• TEXT SECTION:
-=-=-=-=-

Exhibited as a Fresh Feature, Fresh Art, 2002.

Amy Azelda Cooper

Some of my most important professional contacts were made through the University of Wolverhampton, as the ceramics and sculpture course facilitated not only the degree show but also opportunities to take part in nationally-recognised showcases.

I exhibited at New Designers and Fresh Art in London. At New Designers I was selected to become a licentiate of the Society of Designer Craftsmen that led to a show at London's Mall Galleries.

Meeting new people in the industry has definitely led me into new directions and generated useful contacts. I will also be taking part in the Art in Clay show at Hatfield House in August 2003. The ceramics department at the University of Wolverhampton has a long-standing link with this exhibition.

At university I undertook a large community seating commission for Wolverhampton's New Cross Hospital. Having done some work for the maternity ward as part of the university professional practice module, I approached the hospital to see if they would be interested in a larger piece.

They were enthusiastic, allocated me a small fee, and asked for proposals. I was invited to attend board meetings to discuss the siting of the piece outside the new entrance atrium. This was a great chance to see how the planning and architects work, as it seems to be a different world.

Ibstock Brick sponsored the commission, providing clay, working space, firing facilities, and transport for the finished piece to travel between shows. I will be maintaining this contact, with a view to undertaking future larger-scale works.

-=-=-=-=-

• EXERCISE REQUIREMENTS:
1) From the account, output the passage starting with "At university I" and going on through "future larger-scale works.".
2) Answer these questions from the account about Amy Azelda Cooper's ceramics work:
(a) Which show at Hatfield House will she take part in, and in what month and year?
(b) For which hospital did she undertake the community seating commission?
(c) Which company sponsored that commission?
The lines after this account are separate material.

-=-=-=-=-

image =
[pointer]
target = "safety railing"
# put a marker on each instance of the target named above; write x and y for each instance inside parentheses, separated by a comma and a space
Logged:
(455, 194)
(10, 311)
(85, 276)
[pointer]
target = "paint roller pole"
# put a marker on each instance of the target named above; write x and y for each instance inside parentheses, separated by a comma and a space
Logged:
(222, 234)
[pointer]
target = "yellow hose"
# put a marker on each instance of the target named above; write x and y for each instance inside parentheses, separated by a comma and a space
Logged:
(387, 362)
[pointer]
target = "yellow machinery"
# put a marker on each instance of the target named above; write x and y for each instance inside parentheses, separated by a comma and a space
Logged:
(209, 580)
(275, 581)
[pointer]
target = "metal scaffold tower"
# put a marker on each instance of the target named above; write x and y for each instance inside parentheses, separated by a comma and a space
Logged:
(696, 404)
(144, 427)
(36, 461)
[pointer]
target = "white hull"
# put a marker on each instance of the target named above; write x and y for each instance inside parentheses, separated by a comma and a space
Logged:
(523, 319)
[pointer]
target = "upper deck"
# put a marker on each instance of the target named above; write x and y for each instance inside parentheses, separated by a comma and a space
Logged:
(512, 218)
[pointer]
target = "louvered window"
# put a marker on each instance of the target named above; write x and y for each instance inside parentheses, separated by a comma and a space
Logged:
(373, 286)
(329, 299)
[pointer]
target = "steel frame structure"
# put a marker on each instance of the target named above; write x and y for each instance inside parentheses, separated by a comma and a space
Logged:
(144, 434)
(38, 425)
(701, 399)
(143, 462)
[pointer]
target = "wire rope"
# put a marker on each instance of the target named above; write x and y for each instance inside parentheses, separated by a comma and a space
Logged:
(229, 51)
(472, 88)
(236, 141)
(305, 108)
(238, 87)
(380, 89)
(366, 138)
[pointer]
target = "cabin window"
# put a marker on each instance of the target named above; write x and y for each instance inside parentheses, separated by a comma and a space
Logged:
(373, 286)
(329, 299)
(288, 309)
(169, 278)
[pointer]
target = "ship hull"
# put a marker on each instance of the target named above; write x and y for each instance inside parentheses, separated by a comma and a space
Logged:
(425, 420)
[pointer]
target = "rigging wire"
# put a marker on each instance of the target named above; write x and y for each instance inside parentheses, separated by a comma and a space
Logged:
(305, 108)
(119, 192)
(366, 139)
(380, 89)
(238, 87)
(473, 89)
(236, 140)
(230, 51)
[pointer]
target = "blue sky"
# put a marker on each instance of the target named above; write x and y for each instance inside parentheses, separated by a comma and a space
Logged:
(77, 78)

-=-=-=-=-

• LIST OF ANSWERS:
1)
At university I undertook a large community seating commission for Wolverhampton's New Cross Hospital. Having done some work for the maternity ward as part of the university professional practice module, I approached the hospital to see if they would be interested in a larger piece.

They were enthusiastic, allocated me a small fee, and asked for proposals. I was invited to attend board meetings to discuss the siting of the piece outside the new entrance atrium. This was a great chance to see how the planning and architects work, as it seems to be a different world.

Ibstock Brick sponsored the commission, providing clay, working space, firing facilities, and transport for the finished piece to travel between shows. I will be maintaining this contact, with a view to undertaking future larger-scale works.

2)
(a) The Art in Clay show, in August 2003.
(b) Wolverhampton's New Cross Hospital.
(c) Ibstock Brick.